▶ _Problem details_:
Print every line of the data below word for word, with nothing added, dropped, or changed.

▶ _Stored data_:
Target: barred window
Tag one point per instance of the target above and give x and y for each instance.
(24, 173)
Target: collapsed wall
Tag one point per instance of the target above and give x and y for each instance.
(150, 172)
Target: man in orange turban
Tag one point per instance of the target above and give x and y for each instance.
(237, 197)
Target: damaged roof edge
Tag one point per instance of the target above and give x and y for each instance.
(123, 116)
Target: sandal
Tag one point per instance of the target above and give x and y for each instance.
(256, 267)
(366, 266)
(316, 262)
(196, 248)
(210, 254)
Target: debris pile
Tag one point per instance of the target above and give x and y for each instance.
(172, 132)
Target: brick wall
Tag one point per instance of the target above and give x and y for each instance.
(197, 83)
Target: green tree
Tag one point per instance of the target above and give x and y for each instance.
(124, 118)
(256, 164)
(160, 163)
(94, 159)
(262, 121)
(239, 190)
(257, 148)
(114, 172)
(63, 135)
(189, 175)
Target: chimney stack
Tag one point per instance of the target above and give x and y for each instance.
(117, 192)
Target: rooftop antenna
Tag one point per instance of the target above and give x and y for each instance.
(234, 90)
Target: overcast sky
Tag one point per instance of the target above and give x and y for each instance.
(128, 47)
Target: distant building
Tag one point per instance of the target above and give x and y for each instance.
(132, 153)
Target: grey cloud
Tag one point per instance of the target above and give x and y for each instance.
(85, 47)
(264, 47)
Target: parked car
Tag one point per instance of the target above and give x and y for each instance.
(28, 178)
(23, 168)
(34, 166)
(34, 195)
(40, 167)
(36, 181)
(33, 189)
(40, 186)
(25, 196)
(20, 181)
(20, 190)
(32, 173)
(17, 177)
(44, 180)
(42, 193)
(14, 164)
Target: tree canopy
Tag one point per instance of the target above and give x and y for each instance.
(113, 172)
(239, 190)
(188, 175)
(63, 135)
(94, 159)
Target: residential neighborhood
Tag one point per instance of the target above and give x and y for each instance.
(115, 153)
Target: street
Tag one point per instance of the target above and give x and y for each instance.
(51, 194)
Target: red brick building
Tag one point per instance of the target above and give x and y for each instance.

▶ _Finished answer_:
Target: barred window
Tag one point per instance of the target above and give x and y for each instance.
(24, 173)
Target: collapsed wall
Tag one point per instance of the target above and give x and y for each instance.
(150, 172)
Target: man in orange turban
Tag one point per instance of the target above and give x and y for each instance.
(237, 197)
Target: damaged roof edge
Tag one point per instance of the target above and give x and y for each instance.
(123, 116)
Target: sandal
Tag one point per instance of the target above and give x and y for each instance.
(256, 267)
(366, 266)
(316, 262)
(196, 248)
(210, 254)
Target: debris pile
Tag one point per instance of the target above and give x and y for each instance.
(172, 132)
Target: brick wall
Tag one point per instance of the target above and give x and y for each instance.
(197, 83)
Target: green tree
Tag one point per instance of the target above and give x and y for each instance.
(124, 118)
(256, 164)
(160, 163)
(94, 159)
(262, 121)
(239, 190)
(257, 148)
(114, 172)
(63, 135)
(189, 175)
Target: chimney stack
Tag one point per instance of the target above and give x and y for each instance.
(117, 192)
Target: rooftop antenna
Tag one point per instance of the target above and give x and y for each instance.
(234, 90)
Target: overcast sky
Tag one point per instance of the target above and give x and y for each instance.
(128, 47)
Target: distant building
Tag one point per instance of the target above and give x and y for each instance.
(132, 153)
Target: grey cloud
Tag one point per instance of the target above and give x and y for each instance.
(85, 47)
(264, 47)
Target: parked car
Tag one point per instance of the target above and give x and y for each instance.
(28, 178)
(23, 168)
(34, 166)
(34, 195)
(40, 167)
(36, 181)
(33, 189)
(40, 186)
(25, 196)
(20, 181)
(20, 190)
(32, 173)
(17, 177)
(44, 180)
(42, 193)
(14, 164)
Target: tree canopy
Tag one point per instance of the target above and give x and y for each instance.
(113, 172)
(239, 190)
(188, 175)
(63, 135)
(94, 159)
Target: residential neighborhood
Tag one point per instance of the target above and give x and y for each instance.
(115, 153)
Target: street
Tag one point per instance of the target above and give x and y for each instance.
(51, 194)
Target: red brick building
Tag one point per instance of the target above and give x and y for each instance.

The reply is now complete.